»»

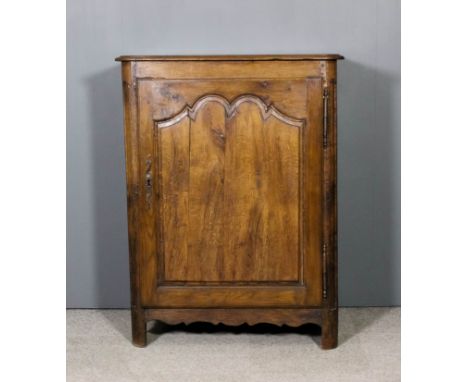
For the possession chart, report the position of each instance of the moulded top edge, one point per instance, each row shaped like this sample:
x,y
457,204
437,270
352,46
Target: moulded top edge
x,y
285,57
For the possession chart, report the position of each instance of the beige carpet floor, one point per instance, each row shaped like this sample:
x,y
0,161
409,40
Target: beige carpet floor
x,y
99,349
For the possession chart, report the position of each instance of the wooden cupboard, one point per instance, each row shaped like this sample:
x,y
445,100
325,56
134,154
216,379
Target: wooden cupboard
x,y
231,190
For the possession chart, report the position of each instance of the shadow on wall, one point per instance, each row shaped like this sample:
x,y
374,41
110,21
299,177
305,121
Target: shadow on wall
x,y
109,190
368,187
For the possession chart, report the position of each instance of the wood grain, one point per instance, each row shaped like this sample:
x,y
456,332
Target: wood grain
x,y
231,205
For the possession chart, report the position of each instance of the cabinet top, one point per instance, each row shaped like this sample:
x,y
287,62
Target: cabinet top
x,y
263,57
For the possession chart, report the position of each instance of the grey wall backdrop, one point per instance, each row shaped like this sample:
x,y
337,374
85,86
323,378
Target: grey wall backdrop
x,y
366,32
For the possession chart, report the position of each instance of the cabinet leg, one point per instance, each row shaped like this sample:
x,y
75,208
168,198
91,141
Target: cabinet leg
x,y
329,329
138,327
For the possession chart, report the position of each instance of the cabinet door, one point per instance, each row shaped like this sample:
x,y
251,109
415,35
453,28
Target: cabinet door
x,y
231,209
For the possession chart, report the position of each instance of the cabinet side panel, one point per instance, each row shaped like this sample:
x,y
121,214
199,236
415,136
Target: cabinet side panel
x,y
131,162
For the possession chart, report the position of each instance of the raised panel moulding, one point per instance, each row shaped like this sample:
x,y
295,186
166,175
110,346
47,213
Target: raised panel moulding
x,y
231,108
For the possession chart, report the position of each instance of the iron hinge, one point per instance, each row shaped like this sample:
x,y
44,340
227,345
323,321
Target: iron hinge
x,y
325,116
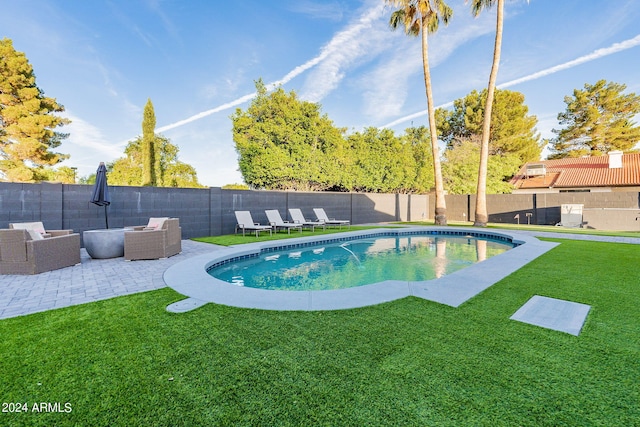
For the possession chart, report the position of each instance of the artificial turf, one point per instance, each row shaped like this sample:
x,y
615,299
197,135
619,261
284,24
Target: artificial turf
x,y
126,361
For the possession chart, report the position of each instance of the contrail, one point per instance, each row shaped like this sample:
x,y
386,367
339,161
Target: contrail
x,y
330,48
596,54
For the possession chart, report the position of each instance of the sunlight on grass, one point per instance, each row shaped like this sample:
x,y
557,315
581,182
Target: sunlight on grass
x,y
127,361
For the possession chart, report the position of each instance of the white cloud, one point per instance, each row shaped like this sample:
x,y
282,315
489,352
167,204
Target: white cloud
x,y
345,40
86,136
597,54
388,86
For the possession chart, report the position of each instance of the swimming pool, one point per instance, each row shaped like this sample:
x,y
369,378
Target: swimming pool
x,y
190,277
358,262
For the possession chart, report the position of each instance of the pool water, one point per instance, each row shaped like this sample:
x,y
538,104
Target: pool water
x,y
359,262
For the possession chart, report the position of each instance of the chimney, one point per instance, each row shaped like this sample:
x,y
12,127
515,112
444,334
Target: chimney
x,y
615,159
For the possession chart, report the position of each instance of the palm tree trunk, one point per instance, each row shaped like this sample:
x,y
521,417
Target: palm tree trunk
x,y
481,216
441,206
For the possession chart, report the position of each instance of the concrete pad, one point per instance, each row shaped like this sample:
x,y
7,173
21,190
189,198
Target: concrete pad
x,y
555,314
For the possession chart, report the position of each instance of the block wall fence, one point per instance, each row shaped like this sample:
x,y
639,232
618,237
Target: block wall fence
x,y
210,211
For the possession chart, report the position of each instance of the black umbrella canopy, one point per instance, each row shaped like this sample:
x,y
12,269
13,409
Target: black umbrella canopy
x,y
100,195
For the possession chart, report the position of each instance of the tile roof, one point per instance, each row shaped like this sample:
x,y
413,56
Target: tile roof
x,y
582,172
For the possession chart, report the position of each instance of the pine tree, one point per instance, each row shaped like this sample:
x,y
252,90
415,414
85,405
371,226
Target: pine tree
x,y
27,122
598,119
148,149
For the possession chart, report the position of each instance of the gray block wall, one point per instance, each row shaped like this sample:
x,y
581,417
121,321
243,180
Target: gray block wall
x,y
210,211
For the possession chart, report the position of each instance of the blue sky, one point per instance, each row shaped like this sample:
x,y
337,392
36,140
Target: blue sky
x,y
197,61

««

* Action item:
Your copy should match every record exactly and contain no pictures.

* Result for this task:
For the possession chart, report the position of each instance of the moulded top edge, one point per instance, each row shaped like this sample:
x,y
457,204
437,270
352,46
Target: moulded top edge
x,y
285,57
For the possession chart, report the position of each instance of the beige carpet floor, one point per instance, each row shaped like this sample:
x,y
0,161
409,40
Target: beige carpet floor
x,y
99,349
For the possession chart, report the position of each instance of the wooden cupboard, one point per instance, each row shaped like this sample:
x,y
445,100
325,56
134,154
216,379
Target: wooden cupboard
x,y
231,190
For the possession chart, report the position of each instance of the shadow on wall, one point per instance, each row shaped like this sample:
x,y
374,41
110,21
299,177
305,121
Target: shadow on wall
x,y
109,190
368,187
For the possession chart, report the position of each instance of the wood grain, one point per instance, each row shaped like this sample:
x,y
456,332
Target: wood grain
x,y
231,205
For the possession chart, report the position of each instance of the cabinet top, one point per instance, each row shaped like this sample:
x,y
287,62
Target: cabinet top
x,y
263,57
For the possession chart, report the position of each instance of the grey wall backdrop, one point per instance, each row shaped like this sample:
x,y
337,374
85,86
323,378
Target: grey wall backdrop
x,y
366,32
For the possession chart, report the position of each instance of the cabinet leg, one point per instance, each row shaped like this sample:
x,y
75,208
168,198
91,141
Target: cabinet leg
x,y
329,329
138,327
For the possession chart, report the position of each instance of the cabinet door, one point per instance, each row shaped like this sample:
x,y
251,109
415,35
453,28
Target: cabinet door
x,y
231,209
For the possession chart, report the position of each instance of the cabinet side panel, one point per instance, each row shaped like this sample:
x,y
121,214
199,236
415,136
Target: cabinet side panel
x,y
131,162
For the possession chart, report the position of each instance of the raised panel moulding, one point per instance, each row shaped like this sample:
x,y
295,186
166,175
110,346
47,213
Target: raised panel moulding
x,y
231,108
For the possession chart, report the position of each instance of the iron hinge, one point per instance, each row shaped like this sample:
x,y
44,340
227,345
323,321
Target: iron hinge
x,y
325,116
For the possession chart, report the position of each instance of the artificial turf, one point per instance, each row shaped like this sample:
x,y
615,299
197,135
619,261
284,24
Target: artificial turf
x,y
126,361
For the possession chart, report the position of each instance of the contrail, one point per instance, each row shaped like this sample:
x,y
386,367
339,161
Target: contrail
x,y
330,48
596,54
For the possession chart, report the position of each instance of the sunlight on grass, one point per instance, each row shaped like this sample:
x,y
557,315
581,182
Target: sunlight on grass
x,y
127,361
For the possession chart, report the position of each instance of the white cloud, one point per instance, each row shaped like this sample:
x,y
282,315
489,352
167,204
Target: white cloud
x,y
345,40
86,136
597,54
388,86
For the possession chart, report the position of each instance of the swimming pool, one point per instance, each row shaped like this sample:
x,y
369,378
Target: swimming pool
x,y
190,277
358,262
For the possession chart, report the position of each instance of the pool water, one point per instance, each row shaped like this sample:
x,y
538,104
Target: pool water
x,y
359,262
For the possession chart, report the position of each instance of the chimney, one point per instance, each row shaped like this sample:
x,y
12,127
515,112
444,334
Target: chimney
x,y
615,159
For the possession chart, report the position of each instance of the palm tree trunk, one point per instance, each row shaped like this sample:
x,y
521,417
Target: palm tree trunk
x,y
481,216
441,206
For the possession chart, report the position of each instance of the concrete pad, one point per instance, each row shaped like this sample:
x,y
7,173
21,190
189,198
Target: concrete pad
x,y
555,314
For the possession chart, report the position of each instance of the block wall fence, one point per instance, each row shaped like this sample:
x,y
639,232
618,237
Target: block wall fence
x,y
210,211
For the possession chart, report the position of each instance of the black umbrella canopy, one point per instance, each row shaped like this sample:
x,y
12,269
13,409
Target: black umbrella canopy
x,y
100,195
For the possession chart, report the position of each instance of the tile roof, one point per instance, each row shaped like this sample:
x,y
413,56
Target: tile roof
x,y
582,172
For the possession chart, report the position of each instance of the pine tree, one point per instance, each row shaped like this sample:
x,y
252,90
415,414
85,405
371,226
Target: pine tree
x,y
27,122
598,119
148,149
For the possession chart, report the position of each instance of the gray block wall, one point per instance, each row shaped like this sample:
x,y
581,417
121,321
243,180
Target: gray block wall
x,y
210,211
For the possession chart, report the position of each instance of the blue sky, one point per instance, each row shaped like this sample:
x,y
337,392
36,140
Target: blue sky
x,y
197,61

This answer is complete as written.